▸ EXERCISE DESCRIPTION:
Lines from the first one down to the one containing "of the conifer" in the data below are the only ones needed; please return them exactly, both ends included.

▸ DATA IN THIS EXERCISE:
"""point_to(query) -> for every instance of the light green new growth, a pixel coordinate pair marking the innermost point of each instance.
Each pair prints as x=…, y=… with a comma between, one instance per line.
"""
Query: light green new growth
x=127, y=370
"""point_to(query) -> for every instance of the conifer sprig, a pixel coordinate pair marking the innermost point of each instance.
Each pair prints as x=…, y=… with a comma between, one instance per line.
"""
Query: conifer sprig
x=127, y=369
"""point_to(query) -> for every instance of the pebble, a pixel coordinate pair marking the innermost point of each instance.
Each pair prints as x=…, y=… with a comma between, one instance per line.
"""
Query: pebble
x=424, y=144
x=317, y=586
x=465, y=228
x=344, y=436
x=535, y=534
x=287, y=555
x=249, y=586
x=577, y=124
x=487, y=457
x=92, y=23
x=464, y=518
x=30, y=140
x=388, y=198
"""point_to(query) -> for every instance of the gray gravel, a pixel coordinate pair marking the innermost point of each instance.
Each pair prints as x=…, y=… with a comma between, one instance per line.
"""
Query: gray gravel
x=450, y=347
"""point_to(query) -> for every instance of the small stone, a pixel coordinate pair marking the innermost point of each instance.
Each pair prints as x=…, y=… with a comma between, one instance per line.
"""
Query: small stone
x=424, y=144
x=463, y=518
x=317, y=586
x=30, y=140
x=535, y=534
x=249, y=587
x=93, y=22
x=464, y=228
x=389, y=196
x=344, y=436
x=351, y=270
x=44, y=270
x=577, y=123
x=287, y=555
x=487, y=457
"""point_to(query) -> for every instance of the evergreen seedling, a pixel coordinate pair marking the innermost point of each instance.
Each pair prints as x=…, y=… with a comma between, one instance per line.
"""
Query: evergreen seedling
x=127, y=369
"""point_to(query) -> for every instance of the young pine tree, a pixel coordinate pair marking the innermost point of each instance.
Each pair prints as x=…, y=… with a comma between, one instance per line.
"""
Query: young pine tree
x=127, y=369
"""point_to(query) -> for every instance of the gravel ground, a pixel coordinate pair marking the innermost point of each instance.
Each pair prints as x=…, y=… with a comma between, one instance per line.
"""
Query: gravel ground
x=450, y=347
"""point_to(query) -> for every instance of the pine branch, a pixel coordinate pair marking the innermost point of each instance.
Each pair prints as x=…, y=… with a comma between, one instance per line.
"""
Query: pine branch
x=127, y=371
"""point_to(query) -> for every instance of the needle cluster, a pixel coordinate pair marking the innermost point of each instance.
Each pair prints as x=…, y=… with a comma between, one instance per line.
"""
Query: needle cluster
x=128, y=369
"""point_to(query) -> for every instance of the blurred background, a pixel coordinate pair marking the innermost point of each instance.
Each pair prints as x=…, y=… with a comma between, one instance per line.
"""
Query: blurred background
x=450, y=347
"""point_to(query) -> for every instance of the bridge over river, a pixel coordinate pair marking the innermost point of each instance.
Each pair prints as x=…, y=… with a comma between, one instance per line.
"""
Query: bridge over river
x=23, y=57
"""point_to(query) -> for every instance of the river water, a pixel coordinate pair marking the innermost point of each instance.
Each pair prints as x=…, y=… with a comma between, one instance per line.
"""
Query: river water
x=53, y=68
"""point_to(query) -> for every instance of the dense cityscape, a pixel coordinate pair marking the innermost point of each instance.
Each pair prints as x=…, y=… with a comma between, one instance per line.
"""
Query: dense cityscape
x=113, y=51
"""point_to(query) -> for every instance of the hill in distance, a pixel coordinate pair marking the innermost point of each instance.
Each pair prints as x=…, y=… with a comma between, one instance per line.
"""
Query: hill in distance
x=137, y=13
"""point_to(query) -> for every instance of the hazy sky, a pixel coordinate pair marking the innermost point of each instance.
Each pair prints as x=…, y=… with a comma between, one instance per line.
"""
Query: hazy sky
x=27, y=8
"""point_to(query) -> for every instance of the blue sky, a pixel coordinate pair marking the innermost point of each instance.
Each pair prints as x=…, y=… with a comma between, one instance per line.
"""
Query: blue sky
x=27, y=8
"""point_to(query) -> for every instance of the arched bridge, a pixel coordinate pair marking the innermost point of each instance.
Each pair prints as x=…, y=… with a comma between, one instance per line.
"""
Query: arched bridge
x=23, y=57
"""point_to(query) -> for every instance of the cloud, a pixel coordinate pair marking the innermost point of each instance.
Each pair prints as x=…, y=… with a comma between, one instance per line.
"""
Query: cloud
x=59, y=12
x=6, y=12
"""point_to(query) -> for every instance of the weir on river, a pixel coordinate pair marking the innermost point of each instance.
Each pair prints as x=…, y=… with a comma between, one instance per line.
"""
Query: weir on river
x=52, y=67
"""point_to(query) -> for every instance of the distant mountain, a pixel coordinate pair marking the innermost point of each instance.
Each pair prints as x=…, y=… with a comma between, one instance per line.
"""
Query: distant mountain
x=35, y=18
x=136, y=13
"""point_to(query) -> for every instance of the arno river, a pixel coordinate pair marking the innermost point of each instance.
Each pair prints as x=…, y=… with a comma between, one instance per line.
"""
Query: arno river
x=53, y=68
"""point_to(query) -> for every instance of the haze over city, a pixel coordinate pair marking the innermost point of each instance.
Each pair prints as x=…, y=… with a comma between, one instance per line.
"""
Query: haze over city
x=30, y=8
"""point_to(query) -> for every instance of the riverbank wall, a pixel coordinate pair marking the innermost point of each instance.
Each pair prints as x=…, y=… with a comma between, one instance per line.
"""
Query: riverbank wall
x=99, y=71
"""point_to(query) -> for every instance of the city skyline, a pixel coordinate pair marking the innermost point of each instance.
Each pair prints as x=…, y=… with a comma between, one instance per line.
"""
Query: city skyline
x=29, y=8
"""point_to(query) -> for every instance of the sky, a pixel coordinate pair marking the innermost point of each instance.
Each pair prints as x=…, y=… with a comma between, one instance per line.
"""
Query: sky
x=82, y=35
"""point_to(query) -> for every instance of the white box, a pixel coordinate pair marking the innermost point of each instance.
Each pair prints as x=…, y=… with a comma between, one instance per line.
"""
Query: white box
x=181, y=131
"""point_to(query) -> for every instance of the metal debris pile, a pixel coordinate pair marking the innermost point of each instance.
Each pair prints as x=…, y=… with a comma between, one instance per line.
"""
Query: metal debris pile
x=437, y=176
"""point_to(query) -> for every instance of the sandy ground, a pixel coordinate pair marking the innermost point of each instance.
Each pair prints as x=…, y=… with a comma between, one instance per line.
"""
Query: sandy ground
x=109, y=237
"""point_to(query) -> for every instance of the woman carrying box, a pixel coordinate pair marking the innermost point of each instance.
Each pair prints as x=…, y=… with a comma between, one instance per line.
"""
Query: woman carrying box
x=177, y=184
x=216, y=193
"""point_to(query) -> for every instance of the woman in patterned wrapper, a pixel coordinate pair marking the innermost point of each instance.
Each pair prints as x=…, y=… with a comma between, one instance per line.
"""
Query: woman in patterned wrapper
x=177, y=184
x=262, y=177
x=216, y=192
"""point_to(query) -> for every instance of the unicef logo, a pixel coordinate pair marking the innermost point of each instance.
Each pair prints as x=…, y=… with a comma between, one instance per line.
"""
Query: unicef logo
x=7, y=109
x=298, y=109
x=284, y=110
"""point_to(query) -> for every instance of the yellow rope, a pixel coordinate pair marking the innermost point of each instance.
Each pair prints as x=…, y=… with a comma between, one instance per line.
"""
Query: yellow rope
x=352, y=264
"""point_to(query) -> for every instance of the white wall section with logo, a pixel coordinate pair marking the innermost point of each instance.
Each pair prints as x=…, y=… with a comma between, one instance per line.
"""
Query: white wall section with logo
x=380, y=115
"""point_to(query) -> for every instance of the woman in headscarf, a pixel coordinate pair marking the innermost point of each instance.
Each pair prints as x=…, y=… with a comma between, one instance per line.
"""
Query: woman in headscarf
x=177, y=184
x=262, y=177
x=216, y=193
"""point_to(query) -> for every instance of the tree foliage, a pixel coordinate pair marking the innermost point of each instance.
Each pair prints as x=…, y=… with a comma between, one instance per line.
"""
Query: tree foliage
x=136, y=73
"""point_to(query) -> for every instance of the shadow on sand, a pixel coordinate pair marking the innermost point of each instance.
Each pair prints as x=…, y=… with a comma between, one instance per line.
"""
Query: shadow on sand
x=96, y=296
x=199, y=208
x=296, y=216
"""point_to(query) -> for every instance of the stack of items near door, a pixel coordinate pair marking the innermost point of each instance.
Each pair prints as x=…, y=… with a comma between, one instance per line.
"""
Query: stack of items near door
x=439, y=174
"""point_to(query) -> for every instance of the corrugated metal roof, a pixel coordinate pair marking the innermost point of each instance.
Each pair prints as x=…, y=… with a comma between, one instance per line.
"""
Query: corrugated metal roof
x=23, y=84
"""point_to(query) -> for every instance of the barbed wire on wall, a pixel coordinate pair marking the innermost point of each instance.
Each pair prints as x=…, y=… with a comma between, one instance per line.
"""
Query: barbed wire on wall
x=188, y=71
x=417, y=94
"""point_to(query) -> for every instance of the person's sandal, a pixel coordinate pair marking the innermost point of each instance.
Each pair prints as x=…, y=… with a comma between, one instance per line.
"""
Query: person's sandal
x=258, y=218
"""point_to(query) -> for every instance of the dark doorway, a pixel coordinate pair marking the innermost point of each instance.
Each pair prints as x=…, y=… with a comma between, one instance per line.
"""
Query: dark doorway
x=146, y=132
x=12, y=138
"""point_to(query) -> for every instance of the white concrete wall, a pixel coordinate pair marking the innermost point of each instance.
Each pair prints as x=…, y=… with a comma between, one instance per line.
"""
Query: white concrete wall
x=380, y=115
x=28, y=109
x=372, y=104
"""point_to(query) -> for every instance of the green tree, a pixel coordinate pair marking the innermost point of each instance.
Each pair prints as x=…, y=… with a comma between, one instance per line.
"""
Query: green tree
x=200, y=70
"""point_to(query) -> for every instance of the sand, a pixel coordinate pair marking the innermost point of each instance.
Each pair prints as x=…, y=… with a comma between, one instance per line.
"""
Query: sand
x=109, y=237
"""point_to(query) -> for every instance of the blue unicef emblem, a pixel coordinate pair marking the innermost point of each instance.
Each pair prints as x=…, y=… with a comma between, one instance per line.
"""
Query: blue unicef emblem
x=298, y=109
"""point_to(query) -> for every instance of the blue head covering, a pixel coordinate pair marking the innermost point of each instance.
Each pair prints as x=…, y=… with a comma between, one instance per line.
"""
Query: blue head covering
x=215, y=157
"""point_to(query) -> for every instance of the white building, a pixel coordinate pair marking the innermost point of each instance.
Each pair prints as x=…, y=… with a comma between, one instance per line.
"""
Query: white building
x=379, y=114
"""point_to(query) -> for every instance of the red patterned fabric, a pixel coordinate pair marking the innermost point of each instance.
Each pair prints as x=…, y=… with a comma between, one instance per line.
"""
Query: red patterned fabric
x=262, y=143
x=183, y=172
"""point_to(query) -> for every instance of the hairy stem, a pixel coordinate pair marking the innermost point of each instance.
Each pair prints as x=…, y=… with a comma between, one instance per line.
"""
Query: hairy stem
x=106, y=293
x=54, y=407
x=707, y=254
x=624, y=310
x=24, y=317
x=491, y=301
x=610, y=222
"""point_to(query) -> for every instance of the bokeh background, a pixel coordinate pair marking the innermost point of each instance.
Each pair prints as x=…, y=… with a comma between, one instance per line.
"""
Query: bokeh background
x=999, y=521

▸ FINISHED EXERCISE:
"""point_to(query) -> for every instance of the light green new growth, a pixel coordinate pair marking the innermost point of each instance.
Each pair prints as x=…, y=… with a comma between, one instance per line.
"""
Query: light green new growth
x=127, y=370
"""point_to(query) -> for every instance of the conifer sprig, a pixel coordinate pair marking the innermost point of each instance.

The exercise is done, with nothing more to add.